Begin at the line below that holds "Target: green leafy shrub" and end at the line that holds "like x=715 y=1209.", transcribing each line exactly and skipping any picture.

** DATA EXTRACT follows **

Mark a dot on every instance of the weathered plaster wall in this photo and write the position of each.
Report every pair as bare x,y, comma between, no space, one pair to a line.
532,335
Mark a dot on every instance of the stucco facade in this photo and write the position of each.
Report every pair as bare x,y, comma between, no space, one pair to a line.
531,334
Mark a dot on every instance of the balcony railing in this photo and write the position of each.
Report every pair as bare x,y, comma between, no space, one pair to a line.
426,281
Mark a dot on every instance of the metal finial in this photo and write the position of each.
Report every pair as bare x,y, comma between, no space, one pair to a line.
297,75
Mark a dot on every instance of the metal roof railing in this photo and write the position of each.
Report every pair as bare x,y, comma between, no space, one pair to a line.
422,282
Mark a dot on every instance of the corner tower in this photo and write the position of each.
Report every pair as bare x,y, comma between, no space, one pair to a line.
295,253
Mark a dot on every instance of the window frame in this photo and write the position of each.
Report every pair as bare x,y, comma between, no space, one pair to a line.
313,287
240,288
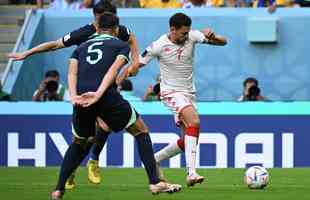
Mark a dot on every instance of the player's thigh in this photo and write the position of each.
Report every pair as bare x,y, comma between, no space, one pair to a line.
102,125
119,116
138,127
83,122
189,116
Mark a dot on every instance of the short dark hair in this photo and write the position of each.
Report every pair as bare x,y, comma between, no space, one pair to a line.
104,6
108,20
250,80
126,85
51,73
180,19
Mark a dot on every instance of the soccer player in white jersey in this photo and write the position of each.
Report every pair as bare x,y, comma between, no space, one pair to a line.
175,53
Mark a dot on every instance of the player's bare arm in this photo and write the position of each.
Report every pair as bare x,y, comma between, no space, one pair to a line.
92,97
72,81
213,38
134,49
43,47
131,70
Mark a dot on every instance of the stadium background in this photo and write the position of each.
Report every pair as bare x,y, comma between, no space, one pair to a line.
274,134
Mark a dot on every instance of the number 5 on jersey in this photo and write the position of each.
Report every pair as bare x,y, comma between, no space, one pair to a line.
93,50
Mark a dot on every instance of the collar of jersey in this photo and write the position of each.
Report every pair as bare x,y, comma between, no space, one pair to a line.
97,36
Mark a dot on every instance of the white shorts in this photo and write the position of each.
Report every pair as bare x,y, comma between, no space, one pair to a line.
177,101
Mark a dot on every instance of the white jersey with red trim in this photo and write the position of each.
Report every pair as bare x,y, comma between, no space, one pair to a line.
175,61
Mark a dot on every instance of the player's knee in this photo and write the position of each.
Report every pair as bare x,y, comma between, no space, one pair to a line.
83,142
102,125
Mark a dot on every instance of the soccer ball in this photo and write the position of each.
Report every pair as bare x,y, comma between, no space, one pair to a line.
256,177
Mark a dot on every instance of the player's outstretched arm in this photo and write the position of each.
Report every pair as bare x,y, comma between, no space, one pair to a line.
72,81
214,39
43,47
109,78
134,48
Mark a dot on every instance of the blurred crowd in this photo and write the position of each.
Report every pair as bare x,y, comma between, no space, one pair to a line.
82,4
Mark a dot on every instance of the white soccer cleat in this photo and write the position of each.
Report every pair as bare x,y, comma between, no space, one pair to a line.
163,187
194,179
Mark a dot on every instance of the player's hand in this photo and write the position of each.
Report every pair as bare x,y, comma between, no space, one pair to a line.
76,100
133,70
272,8
89,98
17,56
209,34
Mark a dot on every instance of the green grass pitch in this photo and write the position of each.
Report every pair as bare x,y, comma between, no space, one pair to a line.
131,184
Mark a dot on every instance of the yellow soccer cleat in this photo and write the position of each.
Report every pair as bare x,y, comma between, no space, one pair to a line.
93,172
70,184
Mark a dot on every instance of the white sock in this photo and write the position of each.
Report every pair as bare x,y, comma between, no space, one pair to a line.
190,154
168,152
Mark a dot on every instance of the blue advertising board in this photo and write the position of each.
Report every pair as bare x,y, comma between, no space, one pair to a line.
225,140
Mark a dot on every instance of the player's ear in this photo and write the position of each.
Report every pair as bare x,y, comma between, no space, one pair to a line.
172,29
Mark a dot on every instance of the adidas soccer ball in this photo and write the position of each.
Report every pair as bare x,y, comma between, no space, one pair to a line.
256,177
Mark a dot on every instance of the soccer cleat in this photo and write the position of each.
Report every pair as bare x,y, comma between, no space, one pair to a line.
57,195
193,179
93,171
160,173
163,187
70,184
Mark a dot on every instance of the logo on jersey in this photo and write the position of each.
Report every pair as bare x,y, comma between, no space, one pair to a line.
167,49
67,37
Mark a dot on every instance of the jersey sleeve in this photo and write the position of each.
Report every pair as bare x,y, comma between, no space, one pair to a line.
150,52
75,54
124,52
197,36
124,33
78,36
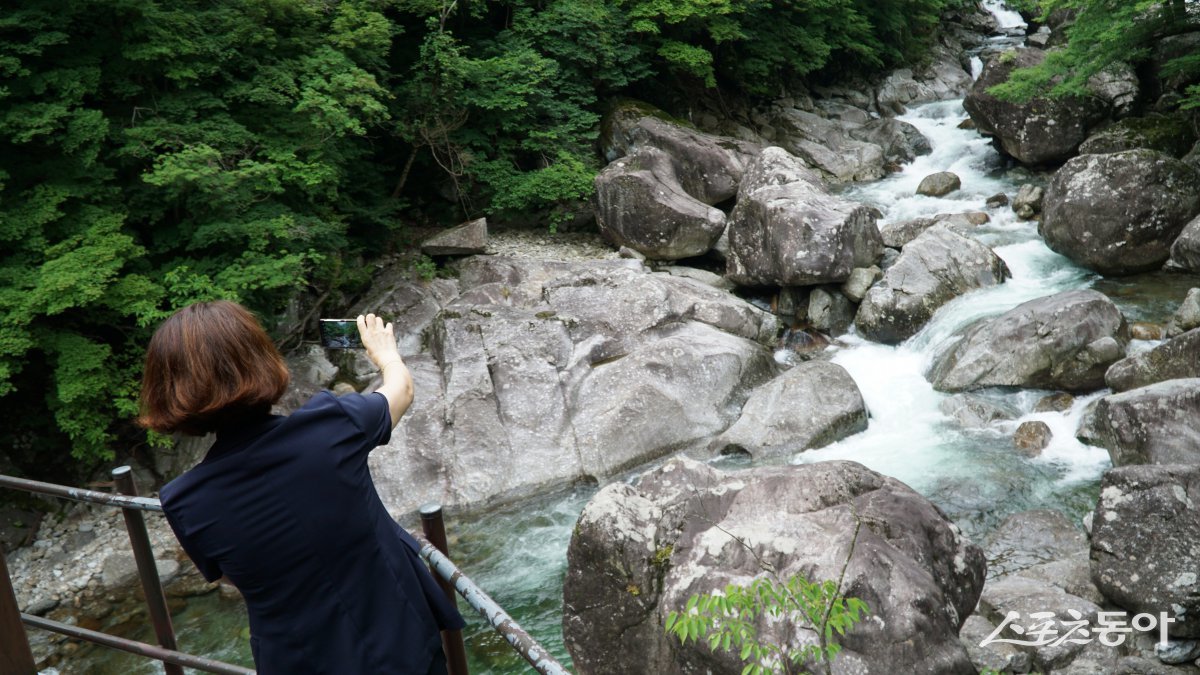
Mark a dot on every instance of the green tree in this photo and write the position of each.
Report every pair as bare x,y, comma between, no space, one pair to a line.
1103,33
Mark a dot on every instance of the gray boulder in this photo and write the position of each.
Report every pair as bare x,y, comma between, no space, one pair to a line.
1027,202
933,269
707,167
1036,132
900,141
1186,249
809,406
639,553
1120,213
466,239
786,230
827,145
1025,597
1153,424
1175,358
1063,341
1187,316
641,204
939,184
1170,135
544,372
1144,537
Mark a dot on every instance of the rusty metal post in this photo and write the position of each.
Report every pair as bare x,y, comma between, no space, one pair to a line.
16,657
147,568
451,640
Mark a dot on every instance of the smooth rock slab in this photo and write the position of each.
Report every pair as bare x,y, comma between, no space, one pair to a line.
787,230
1063,341
1120,213
1146,542
639,553
1153,424
1175,358
466,239
809,406
931,270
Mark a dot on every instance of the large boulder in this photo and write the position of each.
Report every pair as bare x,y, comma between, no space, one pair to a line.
639,553
1175,358
1186,249
641,204
707,167
1171,135
1120,213
931,270
786,230
466,239
1065,341
827,145
1039,131
900,141
1153,424
809,406
1144,543
544,372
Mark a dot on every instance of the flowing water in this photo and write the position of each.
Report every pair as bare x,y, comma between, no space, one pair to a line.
519,554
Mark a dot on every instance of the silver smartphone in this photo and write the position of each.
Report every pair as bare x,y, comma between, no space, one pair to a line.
340,334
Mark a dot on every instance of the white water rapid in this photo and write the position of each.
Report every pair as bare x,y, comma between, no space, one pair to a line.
1005,17
976,475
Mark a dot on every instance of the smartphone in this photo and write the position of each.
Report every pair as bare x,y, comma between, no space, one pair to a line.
340,334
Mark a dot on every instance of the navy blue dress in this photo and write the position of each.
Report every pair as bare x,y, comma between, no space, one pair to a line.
286,508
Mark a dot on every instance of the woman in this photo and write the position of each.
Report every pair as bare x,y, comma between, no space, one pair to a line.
285,507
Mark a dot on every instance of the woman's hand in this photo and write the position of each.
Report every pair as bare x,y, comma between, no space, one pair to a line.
378,339
381,345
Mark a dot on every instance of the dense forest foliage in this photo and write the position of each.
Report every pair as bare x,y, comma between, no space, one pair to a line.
155,153
1102,33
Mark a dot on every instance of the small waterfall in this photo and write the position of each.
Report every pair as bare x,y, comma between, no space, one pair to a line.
977,476
1005,17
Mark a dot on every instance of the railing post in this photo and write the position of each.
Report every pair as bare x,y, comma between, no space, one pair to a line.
451,640
147,568
16,657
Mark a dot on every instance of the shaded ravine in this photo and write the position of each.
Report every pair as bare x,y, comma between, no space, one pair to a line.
517,553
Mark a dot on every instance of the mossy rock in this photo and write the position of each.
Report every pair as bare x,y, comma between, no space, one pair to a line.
1170,135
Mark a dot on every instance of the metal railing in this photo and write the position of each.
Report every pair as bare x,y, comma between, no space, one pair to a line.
16,656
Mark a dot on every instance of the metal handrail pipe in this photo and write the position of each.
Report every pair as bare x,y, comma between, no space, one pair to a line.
522,641
133,646
79,494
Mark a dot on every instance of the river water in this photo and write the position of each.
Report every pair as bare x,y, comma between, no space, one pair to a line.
977,477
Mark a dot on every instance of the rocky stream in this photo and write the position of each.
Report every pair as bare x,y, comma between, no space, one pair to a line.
859,333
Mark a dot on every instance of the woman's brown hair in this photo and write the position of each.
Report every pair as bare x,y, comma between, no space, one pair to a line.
209,365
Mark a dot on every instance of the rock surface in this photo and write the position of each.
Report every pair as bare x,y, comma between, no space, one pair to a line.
1186,249
1153,424
1039,131
543,372
1120,213
641,204
466,239
933,269
1063,341
786,230
640,551
1144,538
1175,358
811,405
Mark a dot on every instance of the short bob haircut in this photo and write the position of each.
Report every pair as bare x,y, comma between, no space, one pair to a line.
209,365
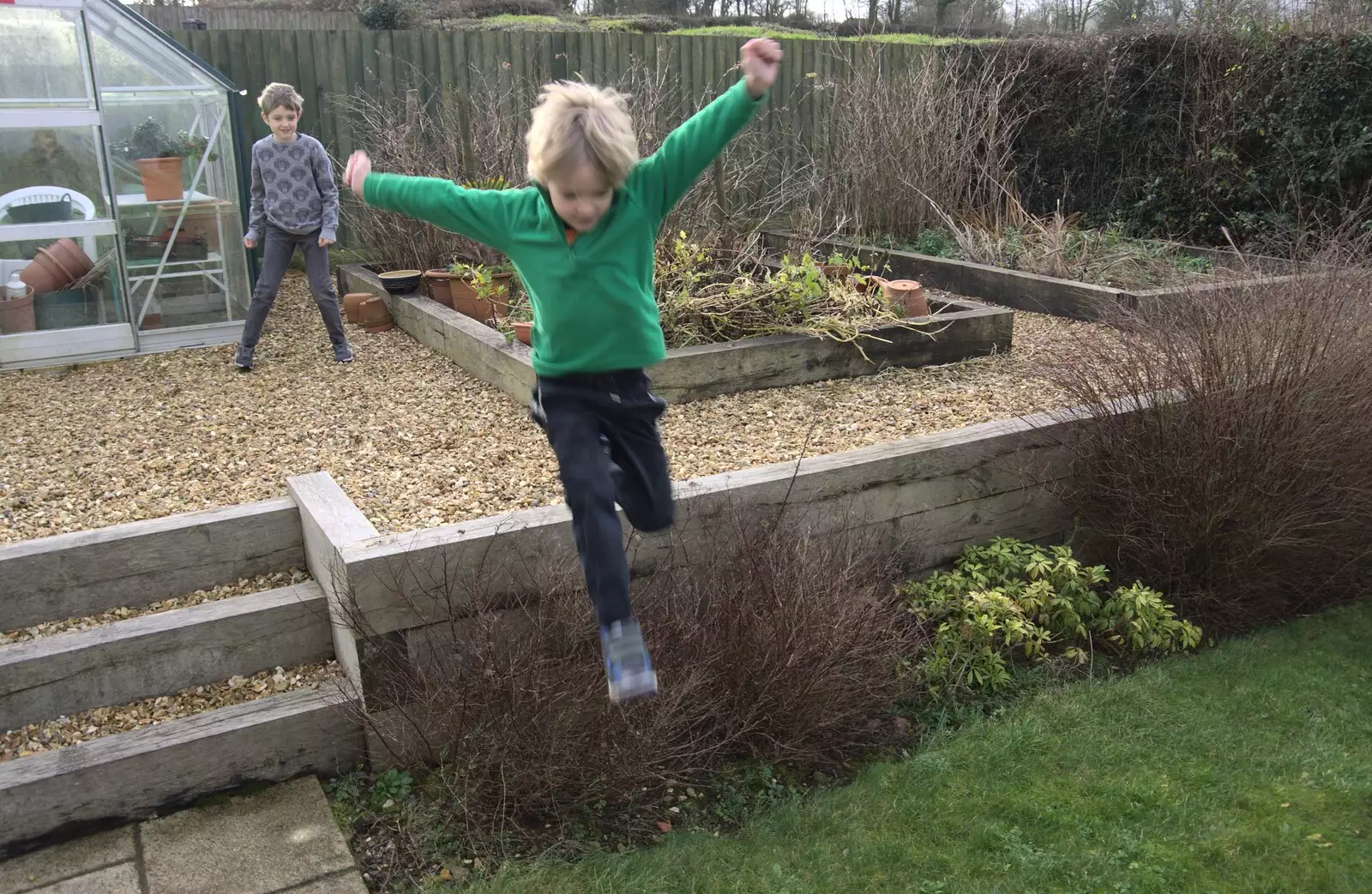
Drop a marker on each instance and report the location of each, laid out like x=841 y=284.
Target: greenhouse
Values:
x=121 y=188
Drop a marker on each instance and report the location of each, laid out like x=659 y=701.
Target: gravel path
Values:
x=102 y=722
x=240 y=589
x=411 y=438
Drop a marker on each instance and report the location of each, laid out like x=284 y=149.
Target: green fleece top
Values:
x=593 y=299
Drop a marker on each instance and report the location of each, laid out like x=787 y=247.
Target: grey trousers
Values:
x=278 y=249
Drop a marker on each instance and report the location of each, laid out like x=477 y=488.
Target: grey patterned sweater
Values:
x=292 y=187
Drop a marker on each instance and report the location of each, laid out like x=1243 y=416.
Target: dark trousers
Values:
x=575 y=411
x=278 y=249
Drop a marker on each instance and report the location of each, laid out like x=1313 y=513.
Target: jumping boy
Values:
x=582 y=239
x=295 y=201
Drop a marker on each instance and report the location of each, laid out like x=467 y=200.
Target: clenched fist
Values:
x=759 y=59
x=358 y=166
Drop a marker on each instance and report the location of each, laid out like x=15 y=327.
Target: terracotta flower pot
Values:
x=906 y=294
x=352 y=302
x=374 y=313
x=17 y=315
x=439 y=285
x=162 y=178
x=57 y=267
x=466 y=301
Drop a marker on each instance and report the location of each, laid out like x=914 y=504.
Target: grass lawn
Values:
x=1245 y=768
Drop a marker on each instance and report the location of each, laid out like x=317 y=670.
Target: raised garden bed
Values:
x=1014 y=288
x=960 y=329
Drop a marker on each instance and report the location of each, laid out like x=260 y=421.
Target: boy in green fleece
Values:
x=582 y=239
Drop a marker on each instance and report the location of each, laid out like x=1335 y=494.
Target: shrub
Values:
x=1186 y=133
x=388 y=15
x=1228 y=457
x=1012 y=601
x=487 y=9
x=777 y=646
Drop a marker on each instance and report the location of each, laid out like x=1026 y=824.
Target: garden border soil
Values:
x=710 y=370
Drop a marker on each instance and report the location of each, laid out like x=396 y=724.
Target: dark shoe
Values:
x=628 y=667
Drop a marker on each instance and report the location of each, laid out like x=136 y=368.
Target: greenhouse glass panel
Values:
x=120 y=189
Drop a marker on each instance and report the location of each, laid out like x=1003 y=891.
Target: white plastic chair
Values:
x=33 y=195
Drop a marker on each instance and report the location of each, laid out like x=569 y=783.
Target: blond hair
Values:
x=278 y=96
x=578 y=123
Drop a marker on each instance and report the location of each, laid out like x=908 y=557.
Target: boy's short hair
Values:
x=278 y=96
x=580 y=123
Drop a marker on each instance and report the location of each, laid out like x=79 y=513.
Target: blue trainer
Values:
x=628 y=665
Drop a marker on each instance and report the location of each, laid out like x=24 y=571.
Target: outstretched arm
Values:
x=663 y=178
x=479 y=214
x=257 y=208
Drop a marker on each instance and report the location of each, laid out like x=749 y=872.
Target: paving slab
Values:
x=121 y=879
x=66 y=861
x=347 y=884
x=261 y=843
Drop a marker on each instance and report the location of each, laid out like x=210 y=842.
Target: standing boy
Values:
x=295 y=201
x=583 y=240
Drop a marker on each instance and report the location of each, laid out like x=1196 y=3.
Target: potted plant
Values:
x=159 y=158
x=17 y=306
x=479 y=291
x=521 y=320
x=839 y=267
x=439 y=283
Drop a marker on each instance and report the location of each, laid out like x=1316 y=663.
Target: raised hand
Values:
x=759 y=59
x=358 y=166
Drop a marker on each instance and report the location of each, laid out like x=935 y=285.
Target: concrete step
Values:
x=162 y=653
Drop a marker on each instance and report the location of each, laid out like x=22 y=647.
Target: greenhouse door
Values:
x=58 y=226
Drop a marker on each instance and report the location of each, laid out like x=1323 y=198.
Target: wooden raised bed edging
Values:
x=162 y=653
x=87 y=572
x=130 y=775
x=966 y=329
x=1013 y=288
x=397 y=596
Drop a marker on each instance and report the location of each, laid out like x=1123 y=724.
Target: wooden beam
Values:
x=87 y=572
x=161 y=653
x=928 y=487
x=331 y=521
x=129 y=775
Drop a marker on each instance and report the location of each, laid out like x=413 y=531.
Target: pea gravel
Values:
x=239 y=589
x=102 y=722
x=412 y=438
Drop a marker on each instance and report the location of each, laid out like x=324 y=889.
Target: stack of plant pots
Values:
x=17 y=313
x=48 y=276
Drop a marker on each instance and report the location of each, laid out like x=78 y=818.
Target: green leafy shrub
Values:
x=388 y=15
x=1012 y=601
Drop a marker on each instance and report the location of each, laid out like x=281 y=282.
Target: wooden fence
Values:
x=220 y=18
x=388 y=64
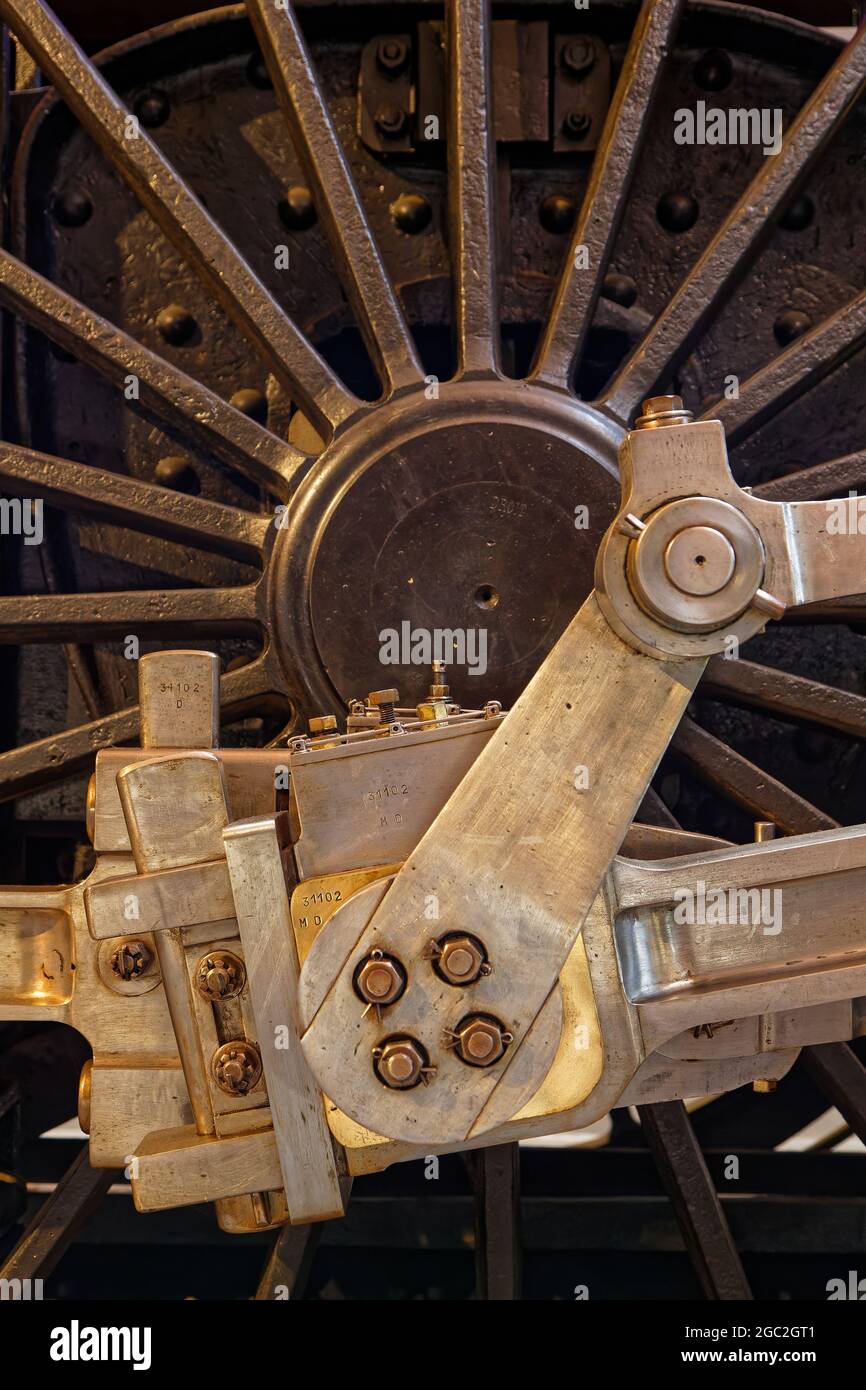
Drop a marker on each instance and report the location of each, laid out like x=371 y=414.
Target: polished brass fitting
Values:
x=380 y=979
x=237 y=1066
x=480 y=1040
x=220 y=976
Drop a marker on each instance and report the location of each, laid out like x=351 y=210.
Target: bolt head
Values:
x=460 y=959
x=220 y=975
x=237 y=1068
x=131 y=959
x=399 y=1064
x=481 y=1040
x=391 y=54
x=378 y=698
x=380 y=980
x=578 y=54
x=389 y=118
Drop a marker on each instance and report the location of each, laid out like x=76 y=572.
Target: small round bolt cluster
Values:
x=237 y=1068
x=131 y=959
x=220 y=976
x=480 y=1039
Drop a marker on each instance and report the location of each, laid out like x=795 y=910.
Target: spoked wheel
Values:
x=299 y=362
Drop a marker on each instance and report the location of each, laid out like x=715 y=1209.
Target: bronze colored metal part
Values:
x=220 y=975
x=237 y=1068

** End of DATA EXTRACT **

| THE COMPLETED TASK |
Target: green leafy shrub
Values:
x=388 y=15
x=1012 y=601
Drop a marker on each instance and report the location of each, laid out like x=281 y=282.
Target: wooden fence
Values:
x=220 y=18
x=388 y=64
Drop a marker on each instance and report the location of each, laid out like x=371 y=414.
Target: polished brass fitting
Values:
x=380 y=979
x=237 y=1066
x=480 y=1040
x=220 y=976
Drop a marker on each instance and report the location of each, laid out like x=351 y=210.
Target: bolt head
Values:
x=460 y=959
x=220 y=975
x=237 y=1068
x=131 y=959
x=399 y=1064
x=481 y=1040
x=391 y=54
x=378 y=698
x=380 y=980
x=578 y=54
x=389 y=118
Drop a marker on each instance and report the location of each, laid out like x=76 y=572.
Target: small round bolt cluster
Values:
x=237 y=1068
x=131 y=959
x=220 y=976
x=480 y=1039
Drop a marker on each instance and report the location of each, laid out like x=795 y=910.
Target: spoked wheel
Values:
x=299 y=362
Drop a marker on each instance and report the location of each, laid out like x=715 y=1209.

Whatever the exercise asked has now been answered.